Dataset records
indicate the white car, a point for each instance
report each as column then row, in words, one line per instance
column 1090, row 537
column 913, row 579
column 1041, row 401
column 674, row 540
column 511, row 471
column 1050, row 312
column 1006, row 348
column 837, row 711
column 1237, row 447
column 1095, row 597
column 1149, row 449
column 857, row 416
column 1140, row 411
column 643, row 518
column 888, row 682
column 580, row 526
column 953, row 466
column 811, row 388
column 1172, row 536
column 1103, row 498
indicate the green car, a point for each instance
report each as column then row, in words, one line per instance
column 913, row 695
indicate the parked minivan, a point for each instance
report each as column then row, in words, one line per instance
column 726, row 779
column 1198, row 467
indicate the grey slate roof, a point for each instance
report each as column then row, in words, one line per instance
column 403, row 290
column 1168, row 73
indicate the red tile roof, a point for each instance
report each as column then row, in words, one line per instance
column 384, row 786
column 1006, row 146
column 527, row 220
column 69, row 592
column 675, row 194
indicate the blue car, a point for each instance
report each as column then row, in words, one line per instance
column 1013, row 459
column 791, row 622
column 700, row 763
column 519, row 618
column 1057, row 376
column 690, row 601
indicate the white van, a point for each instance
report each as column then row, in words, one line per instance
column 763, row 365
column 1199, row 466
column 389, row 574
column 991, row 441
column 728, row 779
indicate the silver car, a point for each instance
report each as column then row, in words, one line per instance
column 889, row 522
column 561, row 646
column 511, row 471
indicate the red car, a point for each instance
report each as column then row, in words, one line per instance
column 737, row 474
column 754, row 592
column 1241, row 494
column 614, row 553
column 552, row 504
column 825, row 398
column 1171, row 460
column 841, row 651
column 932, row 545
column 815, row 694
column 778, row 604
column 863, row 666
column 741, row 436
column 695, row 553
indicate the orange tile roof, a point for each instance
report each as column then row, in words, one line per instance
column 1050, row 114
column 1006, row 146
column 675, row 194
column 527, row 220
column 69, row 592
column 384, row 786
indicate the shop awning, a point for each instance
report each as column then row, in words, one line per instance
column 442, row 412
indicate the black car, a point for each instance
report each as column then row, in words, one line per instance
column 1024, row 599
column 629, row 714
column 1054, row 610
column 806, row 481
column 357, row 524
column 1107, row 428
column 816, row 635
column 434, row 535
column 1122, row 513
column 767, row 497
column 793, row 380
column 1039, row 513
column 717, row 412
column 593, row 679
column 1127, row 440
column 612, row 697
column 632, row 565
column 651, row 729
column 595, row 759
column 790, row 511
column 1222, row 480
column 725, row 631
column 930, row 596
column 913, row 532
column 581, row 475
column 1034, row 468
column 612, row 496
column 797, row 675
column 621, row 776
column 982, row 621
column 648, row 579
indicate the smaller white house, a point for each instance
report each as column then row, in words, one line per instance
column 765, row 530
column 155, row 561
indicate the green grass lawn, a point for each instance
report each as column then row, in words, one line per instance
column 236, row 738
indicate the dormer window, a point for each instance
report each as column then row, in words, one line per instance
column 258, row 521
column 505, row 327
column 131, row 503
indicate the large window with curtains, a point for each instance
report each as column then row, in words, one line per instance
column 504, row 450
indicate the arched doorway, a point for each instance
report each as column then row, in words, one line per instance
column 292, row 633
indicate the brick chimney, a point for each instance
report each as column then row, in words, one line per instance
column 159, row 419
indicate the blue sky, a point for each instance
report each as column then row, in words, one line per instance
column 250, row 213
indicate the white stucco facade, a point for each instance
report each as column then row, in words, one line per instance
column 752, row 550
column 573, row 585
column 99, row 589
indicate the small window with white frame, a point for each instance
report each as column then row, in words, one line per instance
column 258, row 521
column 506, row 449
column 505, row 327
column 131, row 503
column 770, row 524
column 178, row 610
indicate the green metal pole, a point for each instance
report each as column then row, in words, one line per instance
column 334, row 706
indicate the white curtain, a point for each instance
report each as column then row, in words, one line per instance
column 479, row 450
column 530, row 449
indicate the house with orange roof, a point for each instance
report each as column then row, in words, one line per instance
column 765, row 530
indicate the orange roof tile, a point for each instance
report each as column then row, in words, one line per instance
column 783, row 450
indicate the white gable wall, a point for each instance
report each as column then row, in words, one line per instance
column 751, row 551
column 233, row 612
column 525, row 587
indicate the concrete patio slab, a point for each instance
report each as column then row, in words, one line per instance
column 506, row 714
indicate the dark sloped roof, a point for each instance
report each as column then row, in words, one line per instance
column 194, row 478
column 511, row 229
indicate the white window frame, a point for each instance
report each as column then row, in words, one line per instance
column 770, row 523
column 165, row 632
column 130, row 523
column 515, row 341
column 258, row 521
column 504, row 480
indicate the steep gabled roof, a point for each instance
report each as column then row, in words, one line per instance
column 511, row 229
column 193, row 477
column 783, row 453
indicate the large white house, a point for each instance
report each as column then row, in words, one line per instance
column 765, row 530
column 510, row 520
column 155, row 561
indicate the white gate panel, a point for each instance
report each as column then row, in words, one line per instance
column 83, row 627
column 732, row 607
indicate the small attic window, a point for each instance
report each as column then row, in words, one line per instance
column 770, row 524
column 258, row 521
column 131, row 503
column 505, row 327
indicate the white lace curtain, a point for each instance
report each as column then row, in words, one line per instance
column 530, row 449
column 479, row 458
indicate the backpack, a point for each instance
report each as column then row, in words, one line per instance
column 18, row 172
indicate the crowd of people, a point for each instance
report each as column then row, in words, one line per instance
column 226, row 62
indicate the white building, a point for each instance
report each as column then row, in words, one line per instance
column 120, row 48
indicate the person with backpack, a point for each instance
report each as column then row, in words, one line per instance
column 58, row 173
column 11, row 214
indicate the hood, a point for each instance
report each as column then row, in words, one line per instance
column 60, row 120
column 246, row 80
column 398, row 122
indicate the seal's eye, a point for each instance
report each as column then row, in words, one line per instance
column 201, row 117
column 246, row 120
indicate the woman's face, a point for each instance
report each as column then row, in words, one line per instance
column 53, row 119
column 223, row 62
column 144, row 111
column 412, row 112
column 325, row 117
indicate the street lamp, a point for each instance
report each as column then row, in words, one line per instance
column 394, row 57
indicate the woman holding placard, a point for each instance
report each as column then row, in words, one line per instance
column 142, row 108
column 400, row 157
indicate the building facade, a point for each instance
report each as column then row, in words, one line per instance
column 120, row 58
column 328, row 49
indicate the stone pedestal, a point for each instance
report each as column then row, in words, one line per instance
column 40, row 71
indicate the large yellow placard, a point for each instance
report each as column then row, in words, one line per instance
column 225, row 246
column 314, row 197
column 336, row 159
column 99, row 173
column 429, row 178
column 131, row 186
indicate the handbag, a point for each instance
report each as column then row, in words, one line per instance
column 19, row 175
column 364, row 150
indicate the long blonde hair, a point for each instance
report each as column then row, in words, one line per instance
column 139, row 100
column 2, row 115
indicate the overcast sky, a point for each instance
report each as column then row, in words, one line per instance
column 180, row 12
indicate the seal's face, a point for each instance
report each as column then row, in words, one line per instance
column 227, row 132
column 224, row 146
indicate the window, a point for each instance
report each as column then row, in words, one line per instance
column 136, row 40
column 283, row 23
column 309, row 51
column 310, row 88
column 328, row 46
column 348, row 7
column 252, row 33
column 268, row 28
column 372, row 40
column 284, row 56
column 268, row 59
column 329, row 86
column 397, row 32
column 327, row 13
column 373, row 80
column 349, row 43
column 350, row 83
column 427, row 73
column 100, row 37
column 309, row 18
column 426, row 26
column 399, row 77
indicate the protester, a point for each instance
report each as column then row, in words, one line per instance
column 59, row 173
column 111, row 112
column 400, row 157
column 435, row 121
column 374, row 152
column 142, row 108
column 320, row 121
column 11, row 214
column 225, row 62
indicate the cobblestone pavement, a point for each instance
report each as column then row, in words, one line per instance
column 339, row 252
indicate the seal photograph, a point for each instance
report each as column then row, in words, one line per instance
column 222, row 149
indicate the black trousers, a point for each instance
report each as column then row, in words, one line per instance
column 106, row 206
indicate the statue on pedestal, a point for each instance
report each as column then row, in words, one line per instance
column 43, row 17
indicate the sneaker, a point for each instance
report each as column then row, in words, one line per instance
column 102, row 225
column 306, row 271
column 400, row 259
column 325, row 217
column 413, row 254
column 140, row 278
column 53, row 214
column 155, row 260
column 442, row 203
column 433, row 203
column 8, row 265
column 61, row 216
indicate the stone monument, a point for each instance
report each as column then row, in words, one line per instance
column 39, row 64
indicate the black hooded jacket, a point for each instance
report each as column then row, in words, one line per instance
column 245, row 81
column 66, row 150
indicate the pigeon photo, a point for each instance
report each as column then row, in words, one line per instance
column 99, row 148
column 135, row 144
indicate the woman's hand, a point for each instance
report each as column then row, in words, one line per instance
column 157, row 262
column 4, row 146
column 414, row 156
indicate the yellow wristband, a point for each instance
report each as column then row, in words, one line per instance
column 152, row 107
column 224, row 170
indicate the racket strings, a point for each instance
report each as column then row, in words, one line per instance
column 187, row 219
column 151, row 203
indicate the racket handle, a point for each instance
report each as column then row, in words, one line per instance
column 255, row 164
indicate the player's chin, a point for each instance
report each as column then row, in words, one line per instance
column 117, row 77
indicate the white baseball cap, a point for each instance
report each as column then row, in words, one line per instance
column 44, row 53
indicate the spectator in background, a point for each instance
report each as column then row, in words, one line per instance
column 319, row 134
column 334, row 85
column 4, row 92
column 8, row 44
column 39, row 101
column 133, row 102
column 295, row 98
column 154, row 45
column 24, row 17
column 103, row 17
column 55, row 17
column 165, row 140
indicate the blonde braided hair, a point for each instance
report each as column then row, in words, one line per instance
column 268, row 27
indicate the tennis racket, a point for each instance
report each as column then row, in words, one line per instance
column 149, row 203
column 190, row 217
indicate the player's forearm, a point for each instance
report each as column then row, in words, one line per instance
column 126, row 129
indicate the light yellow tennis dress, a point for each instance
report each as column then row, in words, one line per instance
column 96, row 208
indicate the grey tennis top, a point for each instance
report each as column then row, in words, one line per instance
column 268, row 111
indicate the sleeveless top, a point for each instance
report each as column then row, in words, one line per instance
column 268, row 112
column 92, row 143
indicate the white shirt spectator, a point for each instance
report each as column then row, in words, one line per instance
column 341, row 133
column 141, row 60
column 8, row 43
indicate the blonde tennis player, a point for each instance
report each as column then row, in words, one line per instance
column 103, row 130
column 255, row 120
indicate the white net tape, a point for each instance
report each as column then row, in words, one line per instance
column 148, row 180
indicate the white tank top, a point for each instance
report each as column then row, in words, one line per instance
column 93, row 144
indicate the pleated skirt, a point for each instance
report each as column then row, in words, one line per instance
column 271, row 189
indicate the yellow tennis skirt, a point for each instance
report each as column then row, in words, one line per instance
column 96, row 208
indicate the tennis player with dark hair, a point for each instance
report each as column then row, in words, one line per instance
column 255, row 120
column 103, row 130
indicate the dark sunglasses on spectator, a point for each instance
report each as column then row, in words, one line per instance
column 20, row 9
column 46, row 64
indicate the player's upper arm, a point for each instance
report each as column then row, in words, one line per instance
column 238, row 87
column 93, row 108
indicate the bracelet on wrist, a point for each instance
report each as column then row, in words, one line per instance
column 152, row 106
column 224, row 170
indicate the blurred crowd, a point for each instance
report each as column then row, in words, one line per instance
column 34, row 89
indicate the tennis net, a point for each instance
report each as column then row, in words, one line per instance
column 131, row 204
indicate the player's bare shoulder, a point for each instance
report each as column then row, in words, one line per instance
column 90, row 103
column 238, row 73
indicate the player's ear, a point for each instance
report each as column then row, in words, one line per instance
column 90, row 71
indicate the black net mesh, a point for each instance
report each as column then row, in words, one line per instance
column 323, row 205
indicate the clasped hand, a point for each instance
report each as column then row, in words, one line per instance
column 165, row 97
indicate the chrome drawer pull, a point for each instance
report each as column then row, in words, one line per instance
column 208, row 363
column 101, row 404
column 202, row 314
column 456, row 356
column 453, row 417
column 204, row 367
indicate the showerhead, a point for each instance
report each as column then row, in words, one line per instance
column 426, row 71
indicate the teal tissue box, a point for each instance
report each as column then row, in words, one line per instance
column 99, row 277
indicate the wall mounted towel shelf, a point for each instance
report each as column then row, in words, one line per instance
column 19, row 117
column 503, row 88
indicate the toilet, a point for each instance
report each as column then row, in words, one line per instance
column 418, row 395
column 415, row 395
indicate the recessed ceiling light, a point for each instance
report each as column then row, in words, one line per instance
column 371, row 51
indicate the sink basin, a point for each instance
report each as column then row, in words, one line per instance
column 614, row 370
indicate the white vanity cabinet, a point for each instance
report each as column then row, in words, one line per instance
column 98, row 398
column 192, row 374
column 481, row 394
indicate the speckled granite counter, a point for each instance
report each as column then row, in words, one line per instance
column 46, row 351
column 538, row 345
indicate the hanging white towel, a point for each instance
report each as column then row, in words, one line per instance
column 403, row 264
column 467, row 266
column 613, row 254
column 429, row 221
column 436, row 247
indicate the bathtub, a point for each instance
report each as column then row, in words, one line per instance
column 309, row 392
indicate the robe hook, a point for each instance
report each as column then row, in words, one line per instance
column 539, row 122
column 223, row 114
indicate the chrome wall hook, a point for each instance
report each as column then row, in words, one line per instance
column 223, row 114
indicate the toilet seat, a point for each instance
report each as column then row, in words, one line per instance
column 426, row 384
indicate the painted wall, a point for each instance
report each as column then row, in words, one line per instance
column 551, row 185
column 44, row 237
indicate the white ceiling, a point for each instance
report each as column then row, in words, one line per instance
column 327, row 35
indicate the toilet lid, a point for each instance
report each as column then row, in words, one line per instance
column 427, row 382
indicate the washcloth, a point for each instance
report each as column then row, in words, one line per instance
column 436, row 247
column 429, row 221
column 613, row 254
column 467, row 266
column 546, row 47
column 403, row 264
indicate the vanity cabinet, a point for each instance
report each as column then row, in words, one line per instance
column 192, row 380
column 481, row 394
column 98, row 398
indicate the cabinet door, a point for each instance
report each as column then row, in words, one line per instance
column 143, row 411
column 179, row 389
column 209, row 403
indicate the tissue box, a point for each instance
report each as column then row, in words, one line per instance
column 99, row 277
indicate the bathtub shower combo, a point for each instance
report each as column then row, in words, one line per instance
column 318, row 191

**Brief**:
Return exactly the lines above from the line that has "indicate the teal" through the line that has "indicate the recessed", inclusive, and nothing else.

**Solved exercise**:
indicate the teal tissue box, a point for each instance
report each as column then row, in words, one line per instance
column 99, row 277
indicate the wall mounted towel shelf, a point for each instance
report each as column then row, in words, one line per instance
column 19, row 117
column 503, row 88
indicate the toilet, a point for each instance
report each as column then row, in words, one line per instance
column 418, row 395
column 415, row 395
indicate the recessed ceiling light, a point for each instance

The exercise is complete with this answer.